## EXTRACTED ENTRIES
•••••

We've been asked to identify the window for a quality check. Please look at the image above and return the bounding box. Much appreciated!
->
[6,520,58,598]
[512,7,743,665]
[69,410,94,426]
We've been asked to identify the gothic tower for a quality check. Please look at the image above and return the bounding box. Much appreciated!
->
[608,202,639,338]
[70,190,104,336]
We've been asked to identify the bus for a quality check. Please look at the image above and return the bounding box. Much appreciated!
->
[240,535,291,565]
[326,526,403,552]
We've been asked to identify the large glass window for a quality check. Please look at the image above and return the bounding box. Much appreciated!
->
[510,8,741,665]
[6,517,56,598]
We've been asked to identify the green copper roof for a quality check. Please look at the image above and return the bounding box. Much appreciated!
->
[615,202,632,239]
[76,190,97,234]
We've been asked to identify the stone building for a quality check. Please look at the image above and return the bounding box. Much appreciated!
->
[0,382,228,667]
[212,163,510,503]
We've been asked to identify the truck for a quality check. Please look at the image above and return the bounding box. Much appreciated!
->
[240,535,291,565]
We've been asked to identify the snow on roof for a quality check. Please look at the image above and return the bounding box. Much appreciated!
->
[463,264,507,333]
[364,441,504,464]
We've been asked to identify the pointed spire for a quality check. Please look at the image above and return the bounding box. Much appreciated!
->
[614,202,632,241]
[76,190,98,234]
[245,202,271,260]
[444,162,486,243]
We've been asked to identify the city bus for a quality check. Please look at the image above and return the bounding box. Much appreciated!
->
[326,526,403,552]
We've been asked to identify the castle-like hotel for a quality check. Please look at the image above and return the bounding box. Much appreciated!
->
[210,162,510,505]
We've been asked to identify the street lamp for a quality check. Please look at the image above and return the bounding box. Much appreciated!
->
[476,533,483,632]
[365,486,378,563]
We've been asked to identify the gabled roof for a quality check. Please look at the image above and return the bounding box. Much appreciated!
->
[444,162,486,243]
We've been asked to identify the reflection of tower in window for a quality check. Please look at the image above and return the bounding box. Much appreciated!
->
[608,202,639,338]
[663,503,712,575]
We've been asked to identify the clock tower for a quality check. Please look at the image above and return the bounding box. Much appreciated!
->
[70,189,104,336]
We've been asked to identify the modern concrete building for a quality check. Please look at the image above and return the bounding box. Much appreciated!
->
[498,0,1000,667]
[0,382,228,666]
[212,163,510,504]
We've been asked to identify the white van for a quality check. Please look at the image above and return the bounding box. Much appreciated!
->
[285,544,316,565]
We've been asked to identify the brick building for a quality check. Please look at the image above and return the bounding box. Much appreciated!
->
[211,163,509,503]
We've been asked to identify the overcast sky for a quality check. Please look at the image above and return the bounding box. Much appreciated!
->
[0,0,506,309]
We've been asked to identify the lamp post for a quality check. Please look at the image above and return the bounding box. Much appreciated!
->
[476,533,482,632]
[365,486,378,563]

•••••

## WRITTEN PROBLEM
Set out the material from the line with "We've been asked to identify the reflection" to the line with "[0,0,506,309]", both included, as a numbered list that leaves out blank lines.

## FINISHED TASK
1. We've been asked to identify the reflection of tower in window for a quality check. Please look at the image above and return the bounding box. Much appreciated!
2. ->
3. [608,202,639,338]
4. [663,503,712,575]
5. We've been asked to identify the clock tower for a quality check. Please look at the image above and return the bounding box. Much appreciated!
6. ->
7. [70,189,104,336]
8. We've been asked to identify the modern concrete building for a quality check. Please look at the image above and return the bounding box. Much appreciated!
9. ->
10. [498,0,1000,667]
11. [0,382,228,666]
12. [212,163,510,504]
13. We've been asked to identify the white van for a quality check. Please look at the image above and return the bounding box. Much appreciated!
14. ->
15. [285,544,316,565]
16. We've been asked to identify the brick building for a quality check. Please look at the image above and return the bounding box. Much appreciated!
17. ->
18. [211,163,509,503]
19. We've been asked to identify the overcast sky for a quality check. Please look at the image above and return the bounding box. Much appreciated!
20. ->
21. [0,0,506,309]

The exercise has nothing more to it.